─── Page ───
1 of 14

Reinforcement Learning (CS 828z)

Class Overview & Syllabus

Hal Daumé III

30 August 2016

2 of 14

Topics Covered

  • Background
    • Bandits
    • Markov decision processes & dynamic programming
    • TD-learning and Q-learning
    • Linear models and (deep) neural networks
  • TD/Q learning
  • Policy gradient
  • Offline evaluation / learning
  • Policy iterations
  • Learning from demonstrations
  • RL in humans
  • Miscellaneous...

3 of 14

Prerequisite Knowledge -- must come easily

  • Basic machine learning concepts (CIML 1-4, UML 1)
  • Basic calculus and linear algebra
    • Compute (by hand) gradients of multivariate functions
    • Conceptualize dot products and matrix multiplications as projections
    • Solve multivariate equations using, etc, matrix inversion, etc.
    • Use techniques of Lagrange multipliers for constrained optimization problems
    • Understand and be able to use convexity
    • see math4ml: http://hal3.name/courses/2013S_ML/math4ml.pdf
  • Basic probability and statistics
    • Use chain rule, marginalization rule and Bayes' rule
    • Make use of conditional independence, and understand "explaining away"
─── Provided material ───
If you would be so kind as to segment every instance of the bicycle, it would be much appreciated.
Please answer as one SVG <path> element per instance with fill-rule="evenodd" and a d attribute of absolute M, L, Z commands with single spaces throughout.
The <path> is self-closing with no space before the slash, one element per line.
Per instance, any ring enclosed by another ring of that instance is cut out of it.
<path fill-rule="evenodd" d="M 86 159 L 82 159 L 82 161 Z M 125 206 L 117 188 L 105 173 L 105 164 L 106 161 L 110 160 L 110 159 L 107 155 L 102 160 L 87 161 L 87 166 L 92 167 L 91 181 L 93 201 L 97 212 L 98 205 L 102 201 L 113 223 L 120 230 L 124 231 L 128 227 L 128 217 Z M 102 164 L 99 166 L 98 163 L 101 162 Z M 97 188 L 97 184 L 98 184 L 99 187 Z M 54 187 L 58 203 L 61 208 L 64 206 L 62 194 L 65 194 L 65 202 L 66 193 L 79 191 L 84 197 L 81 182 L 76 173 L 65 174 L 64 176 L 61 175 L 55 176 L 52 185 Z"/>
───
> _Jobs_
a: Answer these questions about the syllabus slides:
(i) What course number is given for the reinforcement learning class?
(ii) What date appears on the first slide?
(iii) Which three rules are listed for use under basic probability and statistics?
b: Copy out the part of the syllabus slides that opens with the words containing "Prerequisite Knowledge -- must" and closes with "matrix inversion, etc.", with "multivariate" renamed "multivariable" throughout.
c: List every subtopic that the syllabus slides place under "Background" in the topics covered.

> _Full answers_
a:
(i) CS 828z
(ii) 30 August 2016
(iii) The chain rule, the marginalization rule and Bayes' rule

b:
Prerequisite Knowledge -- must come easily

  • Basic machine learning concepts (CIML 1-4, UML 1)
  • Basic calculus and linear algebra
    • Compute (by hand) gradients of multivariable functions
    • Conceptualize dot products and matrix multiplications as projections
    • Solve multivariable equations using, etc, matrix inversion, etc.

c:
Bandits
Markov decision processes & dynamic programming
TD-learning and Q-learning
Linear models and (deep) neural networks